TASK GOAL:
In the race report below, condense the paragraph beginning "Scott Redding (Octo Pramac Yakhnich) was the top independent team rider" into a short bulleted list that keeps its main facts.

PAGE EXCERPT:
As the second half of the race ticked closer, it was Lorenzo and Rossi left to try and play catch-up to the Ducatis. After three difficult races for Lorenzo, the Spaniard proved once again why he is the reigning world champion as he put together an almost-perfect performance under pressure to lock out the podium – beating teammate Rossi over the line by a safe margin as the Italian legend was unable to quite get close enough to mount a pass. The third place and points for Lorenzo made the Spanish Yamaha rider the only man in the top three to make a net gain in the championship fight at the top of the table, with leader Marquez in P5 and the man just behind Lorenzo in the points - Rossi - also behind the Mallorcan over the line.
Scott Redding (Octo Pramac Yakhnich) was the top independent team rider in the Austrian GP, as the Brit converted a solid qualifying into a good top 8 result. Redding, who had crossed the line fourth in the two previous GPs when weather was wetter, was satisfied with the result in the dry and made gains on both key rivals Pol Espargaro (Monster Yamaha Tech 3) and Hector Barbera (Avintia Racing) in the independent championship standings. It was a more difficult weekend for fellow independent rider Jack Miller (Estrella Galicia 0,0 Marc VDS), who suffered a hairline fracture to a vertebrae and was declared unfit to race. However, the Assen winner is motivated to pass the medical to race in the upcoming HJC Helmets Grand Prix České Republiky. Another injury suffered during the Austrian GP was a broken finger for Aleix Espargaro (Team Suzuki Ecstar), who attempted to race on Sunday before it became too much and was sadly forced to pull into pitlane.

DATA FOR REVIEW:
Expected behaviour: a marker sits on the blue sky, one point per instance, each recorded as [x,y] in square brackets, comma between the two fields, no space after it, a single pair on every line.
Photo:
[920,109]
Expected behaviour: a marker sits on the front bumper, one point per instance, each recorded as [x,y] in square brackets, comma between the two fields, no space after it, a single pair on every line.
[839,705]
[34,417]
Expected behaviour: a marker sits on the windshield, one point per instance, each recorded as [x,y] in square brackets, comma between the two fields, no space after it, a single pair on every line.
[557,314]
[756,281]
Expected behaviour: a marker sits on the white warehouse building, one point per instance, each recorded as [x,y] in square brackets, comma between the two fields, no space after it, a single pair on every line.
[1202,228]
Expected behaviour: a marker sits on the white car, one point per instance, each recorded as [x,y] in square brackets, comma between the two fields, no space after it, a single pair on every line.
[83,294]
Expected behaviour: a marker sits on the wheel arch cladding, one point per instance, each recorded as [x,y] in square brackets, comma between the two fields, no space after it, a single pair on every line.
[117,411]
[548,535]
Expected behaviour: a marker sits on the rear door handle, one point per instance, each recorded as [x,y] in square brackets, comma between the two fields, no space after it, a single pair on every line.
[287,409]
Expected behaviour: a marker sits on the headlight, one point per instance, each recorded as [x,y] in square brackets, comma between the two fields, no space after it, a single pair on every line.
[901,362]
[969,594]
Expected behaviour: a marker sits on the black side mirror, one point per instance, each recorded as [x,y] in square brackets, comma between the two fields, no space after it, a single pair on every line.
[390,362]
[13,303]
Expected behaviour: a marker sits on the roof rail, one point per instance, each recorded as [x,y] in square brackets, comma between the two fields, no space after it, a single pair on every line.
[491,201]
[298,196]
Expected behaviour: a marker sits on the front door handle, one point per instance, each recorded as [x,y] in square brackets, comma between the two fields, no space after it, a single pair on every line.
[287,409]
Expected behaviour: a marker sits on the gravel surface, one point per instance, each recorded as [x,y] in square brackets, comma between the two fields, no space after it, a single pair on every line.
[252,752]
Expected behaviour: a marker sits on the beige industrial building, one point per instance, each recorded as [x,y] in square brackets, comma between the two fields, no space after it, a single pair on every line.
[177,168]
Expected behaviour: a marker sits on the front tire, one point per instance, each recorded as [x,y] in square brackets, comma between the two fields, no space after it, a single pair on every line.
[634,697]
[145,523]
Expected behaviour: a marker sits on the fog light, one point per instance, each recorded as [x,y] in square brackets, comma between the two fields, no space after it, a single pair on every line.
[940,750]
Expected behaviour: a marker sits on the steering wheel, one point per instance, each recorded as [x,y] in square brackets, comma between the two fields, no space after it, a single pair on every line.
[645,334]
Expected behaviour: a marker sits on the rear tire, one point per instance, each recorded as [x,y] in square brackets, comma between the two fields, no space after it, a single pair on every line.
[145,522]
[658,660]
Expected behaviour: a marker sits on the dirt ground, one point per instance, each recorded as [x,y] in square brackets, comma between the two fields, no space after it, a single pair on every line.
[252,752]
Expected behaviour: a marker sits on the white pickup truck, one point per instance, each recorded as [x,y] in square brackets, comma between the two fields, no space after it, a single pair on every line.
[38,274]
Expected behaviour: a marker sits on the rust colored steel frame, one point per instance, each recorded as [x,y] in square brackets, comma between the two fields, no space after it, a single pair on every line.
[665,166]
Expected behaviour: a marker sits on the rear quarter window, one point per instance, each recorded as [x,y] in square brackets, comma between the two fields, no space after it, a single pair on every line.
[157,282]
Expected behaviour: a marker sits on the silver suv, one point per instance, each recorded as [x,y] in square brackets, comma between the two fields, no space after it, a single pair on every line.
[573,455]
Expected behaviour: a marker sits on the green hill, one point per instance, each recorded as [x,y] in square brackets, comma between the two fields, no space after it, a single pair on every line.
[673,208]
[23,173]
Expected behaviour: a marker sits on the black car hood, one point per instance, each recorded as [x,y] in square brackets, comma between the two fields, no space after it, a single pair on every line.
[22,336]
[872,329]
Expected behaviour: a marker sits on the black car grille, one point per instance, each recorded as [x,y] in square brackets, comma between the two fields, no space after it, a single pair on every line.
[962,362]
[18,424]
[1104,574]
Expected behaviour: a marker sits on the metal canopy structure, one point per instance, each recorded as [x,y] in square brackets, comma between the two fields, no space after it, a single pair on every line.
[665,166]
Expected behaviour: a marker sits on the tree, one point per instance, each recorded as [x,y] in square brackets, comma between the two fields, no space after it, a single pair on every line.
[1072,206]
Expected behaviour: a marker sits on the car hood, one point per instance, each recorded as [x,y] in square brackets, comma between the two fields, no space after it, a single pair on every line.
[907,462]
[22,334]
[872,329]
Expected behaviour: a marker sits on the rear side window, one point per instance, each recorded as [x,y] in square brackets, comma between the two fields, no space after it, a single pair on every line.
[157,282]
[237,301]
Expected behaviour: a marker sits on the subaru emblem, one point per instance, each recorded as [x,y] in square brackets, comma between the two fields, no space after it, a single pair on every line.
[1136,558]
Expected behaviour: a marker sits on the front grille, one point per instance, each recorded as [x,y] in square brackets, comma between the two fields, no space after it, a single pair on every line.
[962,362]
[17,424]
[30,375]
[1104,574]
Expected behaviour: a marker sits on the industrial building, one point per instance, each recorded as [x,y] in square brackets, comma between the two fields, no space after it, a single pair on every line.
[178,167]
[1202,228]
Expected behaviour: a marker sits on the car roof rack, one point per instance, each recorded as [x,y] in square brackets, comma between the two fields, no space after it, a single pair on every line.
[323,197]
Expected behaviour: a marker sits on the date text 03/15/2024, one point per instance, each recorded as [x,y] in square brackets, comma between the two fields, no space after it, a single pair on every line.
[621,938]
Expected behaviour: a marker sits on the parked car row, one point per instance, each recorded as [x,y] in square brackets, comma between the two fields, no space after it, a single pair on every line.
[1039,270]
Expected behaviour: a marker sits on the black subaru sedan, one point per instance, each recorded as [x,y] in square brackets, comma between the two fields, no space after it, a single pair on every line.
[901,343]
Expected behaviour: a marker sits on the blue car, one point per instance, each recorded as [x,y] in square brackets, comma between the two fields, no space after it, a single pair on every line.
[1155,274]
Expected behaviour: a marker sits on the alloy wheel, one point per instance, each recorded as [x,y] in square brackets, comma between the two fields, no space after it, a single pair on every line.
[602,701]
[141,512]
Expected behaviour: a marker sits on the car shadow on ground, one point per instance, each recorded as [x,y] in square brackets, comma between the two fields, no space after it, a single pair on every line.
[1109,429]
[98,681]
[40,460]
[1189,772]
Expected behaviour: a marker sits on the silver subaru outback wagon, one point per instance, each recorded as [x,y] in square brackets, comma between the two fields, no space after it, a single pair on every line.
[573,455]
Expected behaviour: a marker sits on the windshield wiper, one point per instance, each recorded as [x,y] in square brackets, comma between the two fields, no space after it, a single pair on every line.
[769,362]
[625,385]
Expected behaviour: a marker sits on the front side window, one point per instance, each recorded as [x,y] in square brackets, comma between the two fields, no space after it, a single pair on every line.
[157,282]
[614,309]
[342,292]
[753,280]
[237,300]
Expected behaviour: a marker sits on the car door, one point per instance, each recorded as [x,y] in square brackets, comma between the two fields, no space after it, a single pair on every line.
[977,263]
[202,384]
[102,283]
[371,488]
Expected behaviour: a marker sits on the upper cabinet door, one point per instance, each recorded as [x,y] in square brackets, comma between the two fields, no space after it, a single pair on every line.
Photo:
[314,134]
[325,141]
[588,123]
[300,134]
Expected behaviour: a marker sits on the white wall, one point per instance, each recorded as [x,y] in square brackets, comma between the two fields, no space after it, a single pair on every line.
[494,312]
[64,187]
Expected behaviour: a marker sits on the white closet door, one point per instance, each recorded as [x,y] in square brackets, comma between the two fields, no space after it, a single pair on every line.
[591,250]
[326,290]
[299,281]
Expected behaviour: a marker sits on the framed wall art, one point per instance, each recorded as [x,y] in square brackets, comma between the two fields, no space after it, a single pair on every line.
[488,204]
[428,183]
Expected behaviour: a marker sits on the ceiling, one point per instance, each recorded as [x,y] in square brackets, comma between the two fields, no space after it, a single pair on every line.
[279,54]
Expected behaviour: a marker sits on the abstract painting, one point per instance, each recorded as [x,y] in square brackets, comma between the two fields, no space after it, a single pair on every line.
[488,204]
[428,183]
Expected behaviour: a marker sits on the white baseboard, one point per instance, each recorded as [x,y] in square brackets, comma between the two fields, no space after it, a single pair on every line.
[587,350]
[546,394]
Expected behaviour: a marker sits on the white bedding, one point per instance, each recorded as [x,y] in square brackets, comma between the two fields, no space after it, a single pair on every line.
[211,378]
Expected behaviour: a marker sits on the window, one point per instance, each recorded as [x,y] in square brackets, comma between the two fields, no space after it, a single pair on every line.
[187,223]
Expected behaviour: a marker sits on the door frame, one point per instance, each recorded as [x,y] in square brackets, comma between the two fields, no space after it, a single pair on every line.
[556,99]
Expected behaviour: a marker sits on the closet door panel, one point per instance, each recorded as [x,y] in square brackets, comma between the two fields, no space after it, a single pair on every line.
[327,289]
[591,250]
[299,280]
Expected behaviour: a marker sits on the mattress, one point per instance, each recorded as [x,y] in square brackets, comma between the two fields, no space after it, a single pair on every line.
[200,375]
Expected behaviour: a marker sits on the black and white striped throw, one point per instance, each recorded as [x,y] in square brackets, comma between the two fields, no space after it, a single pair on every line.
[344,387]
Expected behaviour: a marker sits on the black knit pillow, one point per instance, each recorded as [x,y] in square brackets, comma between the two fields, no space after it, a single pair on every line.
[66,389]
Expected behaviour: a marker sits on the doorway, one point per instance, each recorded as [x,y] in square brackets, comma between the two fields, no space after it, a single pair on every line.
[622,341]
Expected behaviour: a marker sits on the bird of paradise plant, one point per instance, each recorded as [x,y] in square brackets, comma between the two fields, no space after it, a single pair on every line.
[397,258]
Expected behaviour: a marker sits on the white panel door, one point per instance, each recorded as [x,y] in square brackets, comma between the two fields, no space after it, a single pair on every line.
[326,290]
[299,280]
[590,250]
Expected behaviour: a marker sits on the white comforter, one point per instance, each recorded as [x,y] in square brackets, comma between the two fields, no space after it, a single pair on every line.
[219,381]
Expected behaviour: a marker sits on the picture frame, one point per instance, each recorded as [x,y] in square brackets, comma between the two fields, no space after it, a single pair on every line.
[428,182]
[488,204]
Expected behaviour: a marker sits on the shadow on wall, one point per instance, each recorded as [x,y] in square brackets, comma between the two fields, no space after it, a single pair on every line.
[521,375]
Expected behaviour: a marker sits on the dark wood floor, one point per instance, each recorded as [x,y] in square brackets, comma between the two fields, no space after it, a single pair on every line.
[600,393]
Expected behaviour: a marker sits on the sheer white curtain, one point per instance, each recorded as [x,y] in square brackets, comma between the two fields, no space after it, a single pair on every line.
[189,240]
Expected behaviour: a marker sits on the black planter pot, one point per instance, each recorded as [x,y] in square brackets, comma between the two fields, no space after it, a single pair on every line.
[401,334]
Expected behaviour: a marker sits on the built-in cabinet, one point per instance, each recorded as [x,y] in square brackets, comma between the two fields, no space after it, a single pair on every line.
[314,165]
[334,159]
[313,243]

FINAL ANSWER:
- Scott Redding (Octo Pramac Yakhnich) was the top independent team rider at the Austrian GP, turning a solid qualifying into a top 8 finish.
- Redding, fourth in the two previous, wetter GPs, was satisfied with the dry result and gained on Pol Espargaro (Monster Yamaha Tech 3) and Hector Barbera (Avintia Racing) in the independent standings.
- Jack Miller (Estrella Galicia 0,0 Marc VDS) suffered a hairline vertebra fracture, was declared unfit to race, and aims to pass the medical for the Czech Grand Prix.
- Aleix Espargaro (Team Suzuki Ecstar) broke a finger, tried to race on Sunday, and was forced to pull into pitlane.